— MATERIAL SHOWN —
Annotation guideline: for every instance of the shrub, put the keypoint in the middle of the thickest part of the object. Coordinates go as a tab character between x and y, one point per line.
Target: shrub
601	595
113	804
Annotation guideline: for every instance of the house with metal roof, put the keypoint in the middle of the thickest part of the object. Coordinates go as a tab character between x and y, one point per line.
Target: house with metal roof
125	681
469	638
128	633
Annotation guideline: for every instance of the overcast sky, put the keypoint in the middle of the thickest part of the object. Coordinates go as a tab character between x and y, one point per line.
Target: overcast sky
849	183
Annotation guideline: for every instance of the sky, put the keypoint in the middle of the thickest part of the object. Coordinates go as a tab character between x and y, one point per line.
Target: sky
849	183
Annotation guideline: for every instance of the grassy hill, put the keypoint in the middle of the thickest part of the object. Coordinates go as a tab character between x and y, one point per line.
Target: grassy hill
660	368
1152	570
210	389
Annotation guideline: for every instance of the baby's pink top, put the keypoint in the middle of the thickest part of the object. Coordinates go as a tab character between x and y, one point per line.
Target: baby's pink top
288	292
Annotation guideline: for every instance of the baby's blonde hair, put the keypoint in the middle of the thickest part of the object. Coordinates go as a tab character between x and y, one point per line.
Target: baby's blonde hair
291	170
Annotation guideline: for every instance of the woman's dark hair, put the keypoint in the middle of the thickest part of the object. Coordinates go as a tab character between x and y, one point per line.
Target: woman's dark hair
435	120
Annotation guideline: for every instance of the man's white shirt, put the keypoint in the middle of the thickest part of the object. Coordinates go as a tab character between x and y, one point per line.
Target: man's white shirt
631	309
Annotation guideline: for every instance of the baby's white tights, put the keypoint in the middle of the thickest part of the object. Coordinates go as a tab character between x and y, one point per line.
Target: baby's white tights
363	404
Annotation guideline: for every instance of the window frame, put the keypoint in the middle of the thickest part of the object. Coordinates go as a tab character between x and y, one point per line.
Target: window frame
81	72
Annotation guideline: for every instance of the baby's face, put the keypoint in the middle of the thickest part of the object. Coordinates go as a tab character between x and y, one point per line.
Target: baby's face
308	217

— TASK GOAL —
Could you update all the records, swapping every "thickest" for "widest" and keeping everything else the same?

— SOLUTION TO THE EXERCISE —
Annotation guideline: for every instance of the shrub, put the keypoint in the middle of the widest part of the object. Coordinates go as a tab character between x and y, one point per line.
Target: shrub
601	595
113	804
Annotation guideline: for every instance of the house with metal roof, put the keypoint in the middle of the widest part of the object. Coordinates go as a tab character between x and y, one point per line.
Target: house with metal roof
125	681
469	638
128	633
Annotation guideline: for every instance of the overcast sky, put the keypoint in the middle of the widest part of the object. Coordinates go as a tab character between x and y, one point per line.
Target: overcast sky
849	183
Annotation guideline: for every instance of the sky, put the keypoint in the middle of the widest part of the object. Coordinates go as a tab character between x and y, one point per line.
Target: sky
849	183
Annotation guideline: for every instance of the grassy hill, put the keypoint in the middle of the widest part of the object. Coordinates go as a tab character between x and y, one point per line.
Target: grassy hill
660	368
1152	570
210	389
Annotation guideline: for every instance of the baby's pink top, put the keypoint in the middle of the widest part of the object. Coordinates go as a tab character between x and y, one point per line.
Target: baby's pink top
288	292
Annotation guideline: for every instance of the baby's blonde hair, put the keypoint in the middle of the widest part of the object. Coordinates go as a tab character between x and y, one point per line.
Target: baby's blonde hair
291	170
Annotation guideline: for every instance of the woman's dark hair, put the keypoint in the middle of the widest part of the object. Coordinates go as a tab character between x and y, one point per line.
Target: woman's dark hair
435	120
Annotation guideline: for every instance of the man's white shirt, put the keypoint in the middle of the widest part of the object. Coordinates go as a tab character between x and y, one point per line.
Target: man's white shirt
631	309
Annotation guideline: for every instance of the baby's white tights, put the keypoint in the middle of the widest part of the object. Coordinates go as a tab character between x and y, one point per line.
Target: baby's white tights
363	404
Annotation guideline: for every instance of the window frame, put the keypoint in the middle of the widest part of the object. Coordinates go as a tab character between x and y, one point per line.
Target: window frame
81	72
Annotation guideline: for every instance of the baby's face, put the keypoint in the middle of the widest part of the object. Coordinates go as a tab character between x and y, one point per line.
Target: baby's face
308	217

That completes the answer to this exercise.